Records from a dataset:
───

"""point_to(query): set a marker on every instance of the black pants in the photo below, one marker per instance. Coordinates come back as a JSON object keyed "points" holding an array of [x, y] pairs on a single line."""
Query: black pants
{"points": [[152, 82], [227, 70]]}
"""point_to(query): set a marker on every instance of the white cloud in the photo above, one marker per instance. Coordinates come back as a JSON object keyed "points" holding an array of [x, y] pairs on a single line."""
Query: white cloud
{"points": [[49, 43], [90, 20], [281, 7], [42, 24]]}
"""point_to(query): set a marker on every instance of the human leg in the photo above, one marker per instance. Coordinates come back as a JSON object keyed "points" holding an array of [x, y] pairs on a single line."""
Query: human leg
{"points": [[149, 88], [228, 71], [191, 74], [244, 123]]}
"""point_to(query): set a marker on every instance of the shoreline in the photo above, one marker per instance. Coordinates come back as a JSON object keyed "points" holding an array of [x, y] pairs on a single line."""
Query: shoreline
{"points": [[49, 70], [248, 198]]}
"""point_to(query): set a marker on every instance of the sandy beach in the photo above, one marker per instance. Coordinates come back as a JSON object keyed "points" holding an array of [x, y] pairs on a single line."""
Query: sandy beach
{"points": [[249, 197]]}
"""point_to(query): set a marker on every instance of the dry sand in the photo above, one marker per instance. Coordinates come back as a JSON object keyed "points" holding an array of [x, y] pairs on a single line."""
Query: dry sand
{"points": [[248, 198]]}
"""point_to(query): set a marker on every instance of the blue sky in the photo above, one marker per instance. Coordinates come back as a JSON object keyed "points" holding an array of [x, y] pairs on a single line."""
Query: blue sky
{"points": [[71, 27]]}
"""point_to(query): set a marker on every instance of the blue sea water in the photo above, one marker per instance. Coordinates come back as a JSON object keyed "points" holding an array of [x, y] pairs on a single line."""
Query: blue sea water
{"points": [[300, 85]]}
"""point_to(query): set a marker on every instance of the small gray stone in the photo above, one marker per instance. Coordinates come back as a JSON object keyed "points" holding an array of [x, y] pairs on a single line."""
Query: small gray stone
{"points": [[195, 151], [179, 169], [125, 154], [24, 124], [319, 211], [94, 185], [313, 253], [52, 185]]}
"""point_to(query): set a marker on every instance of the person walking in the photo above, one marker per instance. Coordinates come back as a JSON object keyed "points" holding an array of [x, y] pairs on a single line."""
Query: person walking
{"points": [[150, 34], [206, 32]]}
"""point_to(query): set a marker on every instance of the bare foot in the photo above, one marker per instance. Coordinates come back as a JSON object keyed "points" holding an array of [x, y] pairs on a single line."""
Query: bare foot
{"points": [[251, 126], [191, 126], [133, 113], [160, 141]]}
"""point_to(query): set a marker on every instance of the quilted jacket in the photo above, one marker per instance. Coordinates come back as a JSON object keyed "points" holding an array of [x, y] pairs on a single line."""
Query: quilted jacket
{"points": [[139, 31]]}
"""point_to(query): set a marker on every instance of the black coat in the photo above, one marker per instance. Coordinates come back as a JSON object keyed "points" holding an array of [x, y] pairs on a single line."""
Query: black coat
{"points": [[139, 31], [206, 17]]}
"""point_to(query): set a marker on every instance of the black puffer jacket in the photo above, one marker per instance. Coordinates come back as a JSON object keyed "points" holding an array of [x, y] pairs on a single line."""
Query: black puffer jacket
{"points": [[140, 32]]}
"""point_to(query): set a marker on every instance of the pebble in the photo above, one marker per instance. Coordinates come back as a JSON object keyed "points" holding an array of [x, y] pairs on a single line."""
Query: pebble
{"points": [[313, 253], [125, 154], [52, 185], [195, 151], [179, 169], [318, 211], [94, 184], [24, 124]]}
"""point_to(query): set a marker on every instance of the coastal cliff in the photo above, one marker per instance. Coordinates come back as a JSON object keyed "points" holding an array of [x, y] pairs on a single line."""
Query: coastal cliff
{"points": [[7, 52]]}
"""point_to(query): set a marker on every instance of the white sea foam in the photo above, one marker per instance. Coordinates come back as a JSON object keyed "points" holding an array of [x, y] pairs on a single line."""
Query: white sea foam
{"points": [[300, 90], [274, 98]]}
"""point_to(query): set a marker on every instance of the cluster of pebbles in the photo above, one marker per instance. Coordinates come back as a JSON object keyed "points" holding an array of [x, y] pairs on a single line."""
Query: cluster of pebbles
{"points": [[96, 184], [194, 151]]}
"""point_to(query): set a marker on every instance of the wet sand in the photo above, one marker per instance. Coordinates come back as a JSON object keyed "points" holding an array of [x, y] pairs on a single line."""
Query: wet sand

───

**WRITTEN PROBLEM**
Format the stretch of the material from the line containing "of the coastal" through the end as a numbered list, omitting any blank lines.

**EXERCISE ANSWER**
1. """point_to(query): set a marker on every instance of the coastal cliff in the photo above, one marker per instance. Coordinates come back as a JSON object keyed "points" holding an array of [x, y] pairs on a single line."""
2. Query: coastal cliff
3. {"points": [[7, 52]]}
4. """point_to(query): set a marker on every instance of the white sea foam in the photo above, one marker per instance. Coordinates come back as a JSON object keyed "points" holding an array of [x, y] pairs on a single line."""
5. Query: white sea foam
6. {"points": [[300, 90], [274, 98]]}
7. """point_to(query): set a marker on every instance of the cluster of pebbles in the photo above, one marker per instance. Coordinates come back as a JSON object keyed "points" holding an array of [x, y] pairs on a single line."""
8. Query: cluster of pebbles
9. {"points": [[96, 184], [194, 151]]}
10. """point_to(query): set a marker on every instance of the wet sand in the photo above, one marker per instance. Coordinates come back as a JSON object keyed "points" holding an array of [x, y] pairs on a single line."""
11. Query: wet sand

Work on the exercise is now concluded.